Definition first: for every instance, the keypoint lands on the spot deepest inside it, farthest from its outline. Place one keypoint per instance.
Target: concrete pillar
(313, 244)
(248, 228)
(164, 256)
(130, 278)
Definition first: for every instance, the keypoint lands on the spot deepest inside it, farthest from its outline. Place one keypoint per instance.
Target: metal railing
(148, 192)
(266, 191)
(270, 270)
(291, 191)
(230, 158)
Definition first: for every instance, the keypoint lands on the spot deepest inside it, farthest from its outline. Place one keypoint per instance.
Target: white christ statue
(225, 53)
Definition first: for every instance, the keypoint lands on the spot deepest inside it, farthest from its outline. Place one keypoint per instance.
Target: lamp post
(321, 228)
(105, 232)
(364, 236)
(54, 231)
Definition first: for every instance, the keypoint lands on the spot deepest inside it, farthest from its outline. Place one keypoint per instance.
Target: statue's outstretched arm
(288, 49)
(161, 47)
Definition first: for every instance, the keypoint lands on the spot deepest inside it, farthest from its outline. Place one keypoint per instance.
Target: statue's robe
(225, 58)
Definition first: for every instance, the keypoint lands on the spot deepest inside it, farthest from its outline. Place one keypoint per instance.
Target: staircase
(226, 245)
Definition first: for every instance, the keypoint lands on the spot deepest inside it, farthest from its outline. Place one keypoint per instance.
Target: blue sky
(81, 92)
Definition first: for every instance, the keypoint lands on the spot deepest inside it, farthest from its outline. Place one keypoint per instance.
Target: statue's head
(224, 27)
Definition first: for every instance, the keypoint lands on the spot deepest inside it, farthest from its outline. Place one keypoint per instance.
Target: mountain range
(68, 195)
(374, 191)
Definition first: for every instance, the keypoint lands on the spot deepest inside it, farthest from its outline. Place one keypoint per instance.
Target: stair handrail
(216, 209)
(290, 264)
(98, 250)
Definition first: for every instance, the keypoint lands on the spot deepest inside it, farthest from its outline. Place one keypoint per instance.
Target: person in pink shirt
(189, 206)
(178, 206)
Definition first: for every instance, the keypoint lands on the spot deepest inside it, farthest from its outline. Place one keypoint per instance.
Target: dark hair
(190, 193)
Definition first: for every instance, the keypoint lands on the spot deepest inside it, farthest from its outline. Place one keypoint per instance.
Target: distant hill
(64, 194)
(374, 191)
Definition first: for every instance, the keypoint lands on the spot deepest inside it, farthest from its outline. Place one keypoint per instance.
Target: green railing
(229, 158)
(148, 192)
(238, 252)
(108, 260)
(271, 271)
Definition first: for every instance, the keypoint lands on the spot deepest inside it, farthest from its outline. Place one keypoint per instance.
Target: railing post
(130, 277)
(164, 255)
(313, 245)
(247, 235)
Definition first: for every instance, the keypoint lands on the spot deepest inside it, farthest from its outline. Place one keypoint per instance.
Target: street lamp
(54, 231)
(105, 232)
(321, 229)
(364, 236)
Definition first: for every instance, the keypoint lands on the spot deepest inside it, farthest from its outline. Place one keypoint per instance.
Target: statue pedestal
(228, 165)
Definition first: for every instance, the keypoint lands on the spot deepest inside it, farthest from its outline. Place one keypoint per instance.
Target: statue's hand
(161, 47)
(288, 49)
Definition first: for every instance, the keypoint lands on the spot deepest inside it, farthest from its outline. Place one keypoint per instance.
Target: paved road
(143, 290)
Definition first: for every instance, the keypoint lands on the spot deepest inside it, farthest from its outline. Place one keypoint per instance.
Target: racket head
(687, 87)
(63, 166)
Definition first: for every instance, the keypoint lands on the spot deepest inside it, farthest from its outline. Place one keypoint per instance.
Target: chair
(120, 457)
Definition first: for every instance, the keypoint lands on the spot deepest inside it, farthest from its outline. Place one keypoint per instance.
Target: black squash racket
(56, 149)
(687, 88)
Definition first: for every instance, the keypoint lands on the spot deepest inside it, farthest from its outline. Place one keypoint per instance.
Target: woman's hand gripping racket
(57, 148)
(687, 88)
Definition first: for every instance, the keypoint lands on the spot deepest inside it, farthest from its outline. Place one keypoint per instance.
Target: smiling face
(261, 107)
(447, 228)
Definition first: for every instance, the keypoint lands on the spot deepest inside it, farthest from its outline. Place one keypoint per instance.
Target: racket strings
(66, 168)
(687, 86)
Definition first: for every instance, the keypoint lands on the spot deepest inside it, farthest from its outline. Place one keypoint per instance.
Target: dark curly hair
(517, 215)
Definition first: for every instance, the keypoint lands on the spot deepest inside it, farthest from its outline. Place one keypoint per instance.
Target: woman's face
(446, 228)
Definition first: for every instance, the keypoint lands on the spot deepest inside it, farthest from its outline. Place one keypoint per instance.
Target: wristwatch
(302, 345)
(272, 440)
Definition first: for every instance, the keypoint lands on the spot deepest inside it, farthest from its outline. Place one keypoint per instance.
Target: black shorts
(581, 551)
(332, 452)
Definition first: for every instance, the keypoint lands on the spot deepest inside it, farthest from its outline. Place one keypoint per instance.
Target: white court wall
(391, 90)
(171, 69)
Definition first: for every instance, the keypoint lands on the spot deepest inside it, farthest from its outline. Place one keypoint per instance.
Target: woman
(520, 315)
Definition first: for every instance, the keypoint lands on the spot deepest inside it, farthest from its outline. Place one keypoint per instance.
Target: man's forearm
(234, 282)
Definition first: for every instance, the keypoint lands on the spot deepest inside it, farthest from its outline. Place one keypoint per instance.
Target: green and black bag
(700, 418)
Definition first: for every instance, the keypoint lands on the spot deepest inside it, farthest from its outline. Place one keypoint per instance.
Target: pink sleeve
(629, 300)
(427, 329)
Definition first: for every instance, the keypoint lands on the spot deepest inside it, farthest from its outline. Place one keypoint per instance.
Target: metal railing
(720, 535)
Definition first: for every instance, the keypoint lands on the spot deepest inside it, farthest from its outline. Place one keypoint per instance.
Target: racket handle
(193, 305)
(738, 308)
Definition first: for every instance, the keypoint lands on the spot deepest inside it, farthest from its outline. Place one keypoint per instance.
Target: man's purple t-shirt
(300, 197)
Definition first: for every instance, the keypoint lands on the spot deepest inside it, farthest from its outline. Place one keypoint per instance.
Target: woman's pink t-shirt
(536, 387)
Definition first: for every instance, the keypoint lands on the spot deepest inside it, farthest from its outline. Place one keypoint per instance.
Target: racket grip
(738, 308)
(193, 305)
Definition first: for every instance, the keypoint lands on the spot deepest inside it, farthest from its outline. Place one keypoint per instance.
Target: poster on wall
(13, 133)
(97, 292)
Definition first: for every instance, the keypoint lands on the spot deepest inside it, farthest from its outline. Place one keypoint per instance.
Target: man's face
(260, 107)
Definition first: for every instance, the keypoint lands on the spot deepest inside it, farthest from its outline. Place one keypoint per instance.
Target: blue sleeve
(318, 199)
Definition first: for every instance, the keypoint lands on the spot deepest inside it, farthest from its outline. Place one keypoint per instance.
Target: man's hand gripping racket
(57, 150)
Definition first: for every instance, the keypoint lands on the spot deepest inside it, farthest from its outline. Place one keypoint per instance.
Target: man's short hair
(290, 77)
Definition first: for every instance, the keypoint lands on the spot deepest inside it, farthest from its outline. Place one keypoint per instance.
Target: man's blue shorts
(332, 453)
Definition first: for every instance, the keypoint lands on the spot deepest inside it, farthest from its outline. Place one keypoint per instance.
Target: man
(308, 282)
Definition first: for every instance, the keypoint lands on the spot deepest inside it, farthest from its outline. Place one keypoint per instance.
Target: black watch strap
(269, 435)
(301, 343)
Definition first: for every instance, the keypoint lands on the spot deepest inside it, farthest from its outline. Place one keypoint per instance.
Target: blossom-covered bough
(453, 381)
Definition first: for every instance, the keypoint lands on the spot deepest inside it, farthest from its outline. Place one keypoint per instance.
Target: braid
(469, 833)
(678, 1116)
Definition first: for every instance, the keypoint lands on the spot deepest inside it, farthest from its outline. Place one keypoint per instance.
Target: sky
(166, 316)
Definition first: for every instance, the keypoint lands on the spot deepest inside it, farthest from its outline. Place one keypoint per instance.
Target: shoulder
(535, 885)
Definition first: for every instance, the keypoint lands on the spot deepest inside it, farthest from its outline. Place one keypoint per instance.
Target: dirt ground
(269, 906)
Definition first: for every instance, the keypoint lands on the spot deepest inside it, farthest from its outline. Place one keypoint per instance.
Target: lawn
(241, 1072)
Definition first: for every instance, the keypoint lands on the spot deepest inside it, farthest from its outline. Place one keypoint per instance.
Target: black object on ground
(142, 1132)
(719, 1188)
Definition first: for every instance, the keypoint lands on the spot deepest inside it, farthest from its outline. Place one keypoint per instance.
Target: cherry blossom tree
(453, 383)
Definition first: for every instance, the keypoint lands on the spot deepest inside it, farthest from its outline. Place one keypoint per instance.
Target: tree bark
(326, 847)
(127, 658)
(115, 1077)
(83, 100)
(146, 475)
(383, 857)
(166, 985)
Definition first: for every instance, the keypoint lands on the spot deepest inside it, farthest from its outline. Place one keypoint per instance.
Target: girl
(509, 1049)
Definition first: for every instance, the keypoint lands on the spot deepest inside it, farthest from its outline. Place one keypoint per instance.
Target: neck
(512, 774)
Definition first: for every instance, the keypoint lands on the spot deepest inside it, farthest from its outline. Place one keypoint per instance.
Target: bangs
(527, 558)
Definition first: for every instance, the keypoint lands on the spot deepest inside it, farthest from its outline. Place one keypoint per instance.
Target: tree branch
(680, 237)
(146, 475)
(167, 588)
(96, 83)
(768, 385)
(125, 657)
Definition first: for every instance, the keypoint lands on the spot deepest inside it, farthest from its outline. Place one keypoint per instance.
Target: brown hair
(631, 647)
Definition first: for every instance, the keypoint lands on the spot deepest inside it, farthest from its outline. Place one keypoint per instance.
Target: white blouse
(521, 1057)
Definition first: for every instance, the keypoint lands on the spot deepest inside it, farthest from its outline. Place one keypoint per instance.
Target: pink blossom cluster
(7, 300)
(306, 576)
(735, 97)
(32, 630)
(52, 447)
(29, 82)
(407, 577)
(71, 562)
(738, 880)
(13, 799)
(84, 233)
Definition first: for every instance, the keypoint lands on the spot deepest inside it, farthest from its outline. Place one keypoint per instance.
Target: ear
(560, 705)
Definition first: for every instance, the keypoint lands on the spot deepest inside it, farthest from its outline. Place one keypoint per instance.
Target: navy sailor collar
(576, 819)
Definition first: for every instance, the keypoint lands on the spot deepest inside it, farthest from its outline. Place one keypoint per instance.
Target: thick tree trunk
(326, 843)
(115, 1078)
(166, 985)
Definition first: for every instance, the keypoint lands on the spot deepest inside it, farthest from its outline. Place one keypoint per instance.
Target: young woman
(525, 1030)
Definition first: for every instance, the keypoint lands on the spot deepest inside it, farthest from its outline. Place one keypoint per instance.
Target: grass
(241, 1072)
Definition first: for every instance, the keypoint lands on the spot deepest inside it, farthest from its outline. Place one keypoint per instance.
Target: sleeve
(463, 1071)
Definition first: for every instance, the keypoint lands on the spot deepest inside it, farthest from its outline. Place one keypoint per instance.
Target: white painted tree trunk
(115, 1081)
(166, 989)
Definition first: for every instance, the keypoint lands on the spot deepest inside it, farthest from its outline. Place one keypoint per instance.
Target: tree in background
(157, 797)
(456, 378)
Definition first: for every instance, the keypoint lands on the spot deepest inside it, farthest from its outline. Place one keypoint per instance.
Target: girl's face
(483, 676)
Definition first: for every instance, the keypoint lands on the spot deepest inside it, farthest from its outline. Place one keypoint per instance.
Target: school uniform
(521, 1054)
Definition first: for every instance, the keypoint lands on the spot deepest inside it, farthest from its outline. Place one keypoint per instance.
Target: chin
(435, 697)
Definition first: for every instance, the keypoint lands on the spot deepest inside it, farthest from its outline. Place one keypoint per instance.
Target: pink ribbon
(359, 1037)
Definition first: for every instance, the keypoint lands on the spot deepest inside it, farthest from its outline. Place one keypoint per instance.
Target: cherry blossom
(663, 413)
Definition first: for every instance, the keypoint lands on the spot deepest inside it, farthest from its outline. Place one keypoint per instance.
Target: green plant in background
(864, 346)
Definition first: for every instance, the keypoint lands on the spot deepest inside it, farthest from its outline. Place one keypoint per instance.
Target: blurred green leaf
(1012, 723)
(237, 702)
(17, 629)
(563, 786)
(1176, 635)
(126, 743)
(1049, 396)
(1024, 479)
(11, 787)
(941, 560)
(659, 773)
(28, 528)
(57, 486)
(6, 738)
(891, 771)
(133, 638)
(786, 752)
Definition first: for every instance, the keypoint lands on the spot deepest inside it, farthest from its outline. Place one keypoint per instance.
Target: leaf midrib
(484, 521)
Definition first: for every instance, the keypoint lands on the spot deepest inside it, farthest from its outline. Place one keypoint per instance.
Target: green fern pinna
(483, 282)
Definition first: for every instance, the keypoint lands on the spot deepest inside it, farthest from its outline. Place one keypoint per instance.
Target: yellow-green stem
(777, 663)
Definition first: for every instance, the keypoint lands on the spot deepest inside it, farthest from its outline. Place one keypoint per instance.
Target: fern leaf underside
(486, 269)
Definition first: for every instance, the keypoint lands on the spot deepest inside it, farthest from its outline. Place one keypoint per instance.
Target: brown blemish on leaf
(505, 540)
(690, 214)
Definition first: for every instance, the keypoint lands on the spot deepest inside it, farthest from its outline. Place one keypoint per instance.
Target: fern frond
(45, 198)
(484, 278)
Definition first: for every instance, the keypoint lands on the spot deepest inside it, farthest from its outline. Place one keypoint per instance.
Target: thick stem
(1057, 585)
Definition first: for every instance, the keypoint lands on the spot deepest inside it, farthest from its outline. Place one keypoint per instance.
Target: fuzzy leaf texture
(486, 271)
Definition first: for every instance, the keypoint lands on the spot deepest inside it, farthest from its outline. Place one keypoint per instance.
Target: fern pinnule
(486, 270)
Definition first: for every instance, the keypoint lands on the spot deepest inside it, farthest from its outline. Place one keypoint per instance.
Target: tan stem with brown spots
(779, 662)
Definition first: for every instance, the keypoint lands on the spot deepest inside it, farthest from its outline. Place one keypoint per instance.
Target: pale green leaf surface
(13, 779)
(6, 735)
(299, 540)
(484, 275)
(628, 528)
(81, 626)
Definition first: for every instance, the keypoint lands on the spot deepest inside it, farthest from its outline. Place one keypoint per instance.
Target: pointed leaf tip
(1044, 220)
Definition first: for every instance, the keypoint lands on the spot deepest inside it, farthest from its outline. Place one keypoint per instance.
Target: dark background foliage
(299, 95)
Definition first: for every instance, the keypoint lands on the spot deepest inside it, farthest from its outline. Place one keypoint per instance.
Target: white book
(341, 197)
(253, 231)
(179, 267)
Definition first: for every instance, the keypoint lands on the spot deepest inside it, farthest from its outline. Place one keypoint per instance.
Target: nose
··········
SOAL LATIHAN — Tampilkan setiap baris materi di atas yang memuat kata "blue". Perhatikan bahwa huruf besar dan huruf kecil dibedakan.

JAWABAN BENAR —
Target: blue sky
Target: blue sleeve
Target: man's blue shorts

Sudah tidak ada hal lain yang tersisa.